Page »
--------
Goldendoodles are the adorable result of a cross-breeding between a golden retriever and a poodle. Hence the name, goldendoodle. While you might be picturing an exact hybrid between a golden retriever and a standard poodle, however, goldendoodles can vary quite a lot in appearance, according to Nicole Ellis, a certified professional dog trainer and pet lifestyle expert with Rover. "The size of a goldendoodle depends on the poodle part of their heritage," says Ellis in an email interview. "Poodles come in many different sizes, so goldendoodles do, too. Because of this, you'll meet goldendoodles ranging from small, at 15 to 30 pounds (7 to 14 kilograms), to very large, up to 100 pounds (45 kilograms)."
Contrary to common logic, goldendoodles don't always have golden fur, either. "Coloring can vary," says Ellis. "Like poodles, they range from light tan to apricot to chocolate and black. Goldendoodles usually have shaggy, curly coats, but the curl tightness can vary drastically as well."
According to Steffi Trott, owner of and head trainer at SpiritDog Training in Albuquerque, goldendoodles have been bred in the U.S. as guide dogs as far back as 1969. "In the 1990s, designer dog breeders picked up the cross and started to market them as perfect all-around family dogs," she says via email. "Later on, many other breeds were also crossed with poodles and became cousins of the goldendoodle, such as the labradoodle (labrador and poodle), sheepadoodle (Australian shepherd and poodle), Bernadoodle (Bernese mountain dog and poodle) and others. While goldendoodles were first bred in the U.S., they are popular all over the world today.
So, how did they become so popular? "Goldendoodles combine the very clever and silly characteristics that poodles are known for with the loyal, loving and friendly disposition of a golden retriever," says Ellis. They also shed very little, making them a great choice for people with allergies or those who don't like cleaning up much dog hair around the house, and finally, they exhibit an even temperament, trainability and super-cute looks.
Here are seven more fun facts about this cuddly canine.
1. They Have Unique, Humanlike Expressions
"Being a mix of two breeds, their personalities can vary," says Ellis. "But they are generally goofy, playful, puppy-like and full of love." Adds Trott: "Every goldendoodle owner will say that their dog is 'goofy;' it's the word that describes them best. They also tend to stay puppies for a very long time. Do not expect your goldendoodle to grow up and show maturity before he is about 3 years old."
--------
Prompt 1 »
Return everything in the goldendoodle article from "According to Steffi" down to "the world today.".
Prompt 2 »
Answer these questions using the goldendoodle article:
(a) How much can a very large goldendoodle weigh?
(b) As far back as what year have goldendoodles been bred in the U.S. as guide dogs?
(c) Around what age does a goldendoodle begin to show maturity?
You won't need the entries that follow the goldendoodle article.

Data records »
--------
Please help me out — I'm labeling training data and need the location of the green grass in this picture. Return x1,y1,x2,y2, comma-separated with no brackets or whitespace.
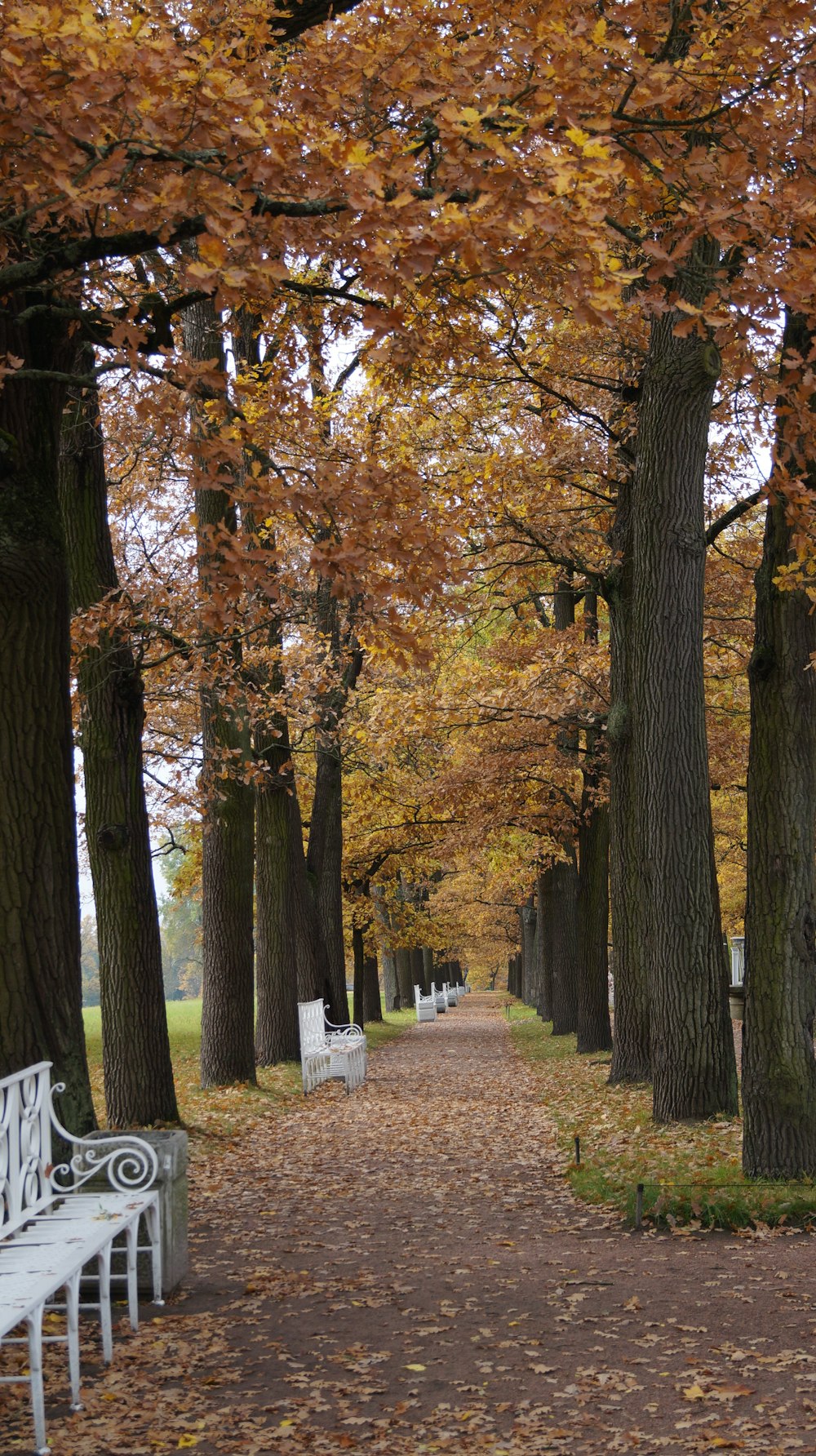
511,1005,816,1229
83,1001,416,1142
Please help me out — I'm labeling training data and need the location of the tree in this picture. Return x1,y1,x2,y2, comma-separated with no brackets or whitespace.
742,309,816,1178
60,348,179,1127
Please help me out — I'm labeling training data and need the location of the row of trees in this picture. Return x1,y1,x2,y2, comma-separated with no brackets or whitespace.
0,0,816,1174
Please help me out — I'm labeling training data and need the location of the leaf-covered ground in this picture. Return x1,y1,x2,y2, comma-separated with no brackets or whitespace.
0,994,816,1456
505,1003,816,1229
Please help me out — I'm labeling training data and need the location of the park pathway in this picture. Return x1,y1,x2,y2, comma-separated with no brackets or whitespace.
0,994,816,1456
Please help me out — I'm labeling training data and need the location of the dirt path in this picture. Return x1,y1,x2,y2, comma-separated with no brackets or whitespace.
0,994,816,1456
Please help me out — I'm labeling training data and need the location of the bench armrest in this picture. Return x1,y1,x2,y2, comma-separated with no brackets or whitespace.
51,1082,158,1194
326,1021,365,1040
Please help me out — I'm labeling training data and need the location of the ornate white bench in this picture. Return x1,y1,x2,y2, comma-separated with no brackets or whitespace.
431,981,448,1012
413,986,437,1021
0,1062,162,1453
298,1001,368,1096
--------
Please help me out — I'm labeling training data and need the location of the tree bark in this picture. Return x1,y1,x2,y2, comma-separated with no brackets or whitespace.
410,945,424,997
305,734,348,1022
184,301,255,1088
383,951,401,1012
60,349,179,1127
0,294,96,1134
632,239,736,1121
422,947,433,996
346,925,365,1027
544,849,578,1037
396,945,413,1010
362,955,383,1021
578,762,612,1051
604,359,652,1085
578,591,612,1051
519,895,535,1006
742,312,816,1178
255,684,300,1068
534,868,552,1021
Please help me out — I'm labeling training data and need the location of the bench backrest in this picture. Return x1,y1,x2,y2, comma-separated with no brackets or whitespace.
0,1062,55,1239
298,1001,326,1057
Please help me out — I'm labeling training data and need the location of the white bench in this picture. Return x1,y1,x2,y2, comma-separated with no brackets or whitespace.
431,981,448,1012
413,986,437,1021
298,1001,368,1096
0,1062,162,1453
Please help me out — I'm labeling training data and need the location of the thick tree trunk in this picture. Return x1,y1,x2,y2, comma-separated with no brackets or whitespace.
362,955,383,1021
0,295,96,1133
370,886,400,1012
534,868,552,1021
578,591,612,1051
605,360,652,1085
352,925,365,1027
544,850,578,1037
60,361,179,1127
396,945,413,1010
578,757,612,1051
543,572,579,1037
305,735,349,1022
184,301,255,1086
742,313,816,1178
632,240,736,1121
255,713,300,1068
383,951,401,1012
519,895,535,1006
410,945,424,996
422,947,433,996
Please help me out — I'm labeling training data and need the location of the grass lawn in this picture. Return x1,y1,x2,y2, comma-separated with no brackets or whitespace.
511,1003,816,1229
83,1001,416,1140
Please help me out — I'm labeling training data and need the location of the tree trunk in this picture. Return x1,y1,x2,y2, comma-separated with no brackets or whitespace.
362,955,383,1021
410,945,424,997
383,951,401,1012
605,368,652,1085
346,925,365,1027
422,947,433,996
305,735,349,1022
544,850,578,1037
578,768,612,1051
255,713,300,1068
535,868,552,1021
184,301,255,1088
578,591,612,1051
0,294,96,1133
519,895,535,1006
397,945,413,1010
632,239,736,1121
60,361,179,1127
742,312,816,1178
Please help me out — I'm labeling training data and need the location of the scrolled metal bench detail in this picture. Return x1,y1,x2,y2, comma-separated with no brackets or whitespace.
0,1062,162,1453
--------
Final answer 1 »
According to Steffi Trott, owner of and head trainer at SpiritDog Training in Albuquerque, goldendoodles have been bred in the U.S. as guide dogs as far back as 1969. "In the 1990s, designer dog breeders picked up the cross and started to market them as perfect all-around family dogs," she says via email. "Later on, many other breeds were also crossed with poodles and became cousins of the goldendoodle, such as the labradoodle (labrador and poodle), sheepadoodle (Australian shepherd and poodle), Bernadoodle (Bernese mountain dog and poodle) and others. While goldendoodles were first bred in the U.S., they are popular all over the world today.

Final answer 2 »
(a) Up to 100 pounds (45 kilograms).
(b) 1969.
(c) About 3 years old.